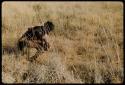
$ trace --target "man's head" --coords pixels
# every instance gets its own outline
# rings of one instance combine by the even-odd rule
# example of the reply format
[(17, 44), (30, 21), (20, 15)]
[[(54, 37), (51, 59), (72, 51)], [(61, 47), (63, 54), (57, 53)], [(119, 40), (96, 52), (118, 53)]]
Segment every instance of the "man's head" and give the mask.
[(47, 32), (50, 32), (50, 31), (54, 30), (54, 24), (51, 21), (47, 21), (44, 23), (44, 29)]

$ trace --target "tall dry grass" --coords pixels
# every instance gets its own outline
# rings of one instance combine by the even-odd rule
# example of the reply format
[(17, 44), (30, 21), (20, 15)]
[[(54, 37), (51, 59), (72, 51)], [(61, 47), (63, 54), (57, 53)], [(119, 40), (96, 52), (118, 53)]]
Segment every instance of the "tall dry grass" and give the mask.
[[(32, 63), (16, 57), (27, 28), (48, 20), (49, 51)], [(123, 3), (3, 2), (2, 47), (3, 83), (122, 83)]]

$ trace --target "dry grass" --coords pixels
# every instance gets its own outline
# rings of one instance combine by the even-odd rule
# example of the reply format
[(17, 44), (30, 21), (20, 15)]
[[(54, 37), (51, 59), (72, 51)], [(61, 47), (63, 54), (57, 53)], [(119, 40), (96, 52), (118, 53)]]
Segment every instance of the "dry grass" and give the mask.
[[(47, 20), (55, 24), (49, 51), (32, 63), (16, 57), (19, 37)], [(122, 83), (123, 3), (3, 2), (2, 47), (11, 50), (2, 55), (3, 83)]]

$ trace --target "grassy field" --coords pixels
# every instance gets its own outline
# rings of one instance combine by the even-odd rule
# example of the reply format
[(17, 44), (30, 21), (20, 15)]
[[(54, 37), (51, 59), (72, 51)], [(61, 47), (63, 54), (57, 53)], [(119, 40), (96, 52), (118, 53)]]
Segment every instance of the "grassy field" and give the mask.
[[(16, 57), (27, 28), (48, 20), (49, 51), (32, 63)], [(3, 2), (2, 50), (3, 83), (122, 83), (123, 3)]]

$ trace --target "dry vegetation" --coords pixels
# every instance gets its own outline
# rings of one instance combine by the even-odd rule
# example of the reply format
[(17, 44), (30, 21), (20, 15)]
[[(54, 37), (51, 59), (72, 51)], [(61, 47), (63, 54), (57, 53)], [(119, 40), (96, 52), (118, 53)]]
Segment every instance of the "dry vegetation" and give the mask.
============
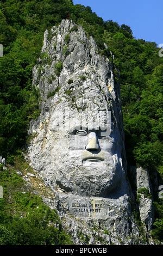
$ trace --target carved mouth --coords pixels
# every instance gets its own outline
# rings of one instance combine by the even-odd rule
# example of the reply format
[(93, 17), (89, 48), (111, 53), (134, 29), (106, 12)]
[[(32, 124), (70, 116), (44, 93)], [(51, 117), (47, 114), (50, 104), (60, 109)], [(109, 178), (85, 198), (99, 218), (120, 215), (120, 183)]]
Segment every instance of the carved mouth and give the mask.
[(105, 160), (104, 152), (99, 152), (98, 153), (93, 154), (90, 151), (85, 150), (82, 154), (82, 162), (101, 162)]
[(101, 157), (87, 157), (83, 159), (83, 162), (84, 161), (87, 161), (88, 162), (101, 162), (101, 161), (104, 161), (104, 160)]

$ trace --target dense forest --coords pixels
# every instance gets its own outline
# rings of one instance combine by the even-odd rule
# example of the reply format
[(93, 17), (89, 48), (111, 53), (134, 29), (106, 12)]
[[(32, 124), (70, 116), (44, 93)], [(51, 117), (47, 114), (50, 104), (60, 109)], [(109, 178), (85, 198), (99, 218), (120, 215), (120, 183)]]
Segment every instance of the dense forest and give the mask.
============
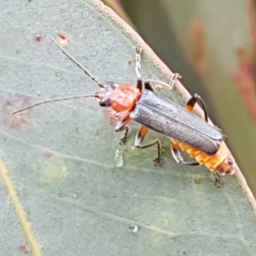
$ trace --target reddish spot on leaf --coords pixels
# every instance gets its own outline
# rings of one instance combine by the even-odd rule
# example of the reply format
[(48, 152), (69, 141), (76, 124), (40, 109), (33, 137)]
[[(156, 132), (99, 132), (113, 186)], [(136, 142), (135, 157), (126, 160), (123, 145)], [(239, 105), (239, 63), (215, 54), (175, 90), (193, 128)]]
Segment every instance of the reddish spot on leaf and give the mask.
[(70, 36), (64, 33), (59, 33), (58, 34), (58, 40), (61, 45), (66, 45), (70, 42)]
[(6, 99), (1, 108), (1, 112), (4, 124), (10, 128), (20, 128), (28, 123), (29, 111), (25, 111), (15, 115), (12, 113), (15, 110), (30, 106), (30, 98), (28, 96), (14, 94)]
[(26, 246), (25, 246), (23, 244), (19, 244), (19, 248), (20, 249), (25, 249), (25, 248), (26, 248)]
============
(Given exercise) Pull out each line in the entries above that contains the word "vegetation", and copy those lines.

(Result)
$ trace --target "dry vegetation" --coords pixels
Segment every instance of the "dry vegetation" and give the mask.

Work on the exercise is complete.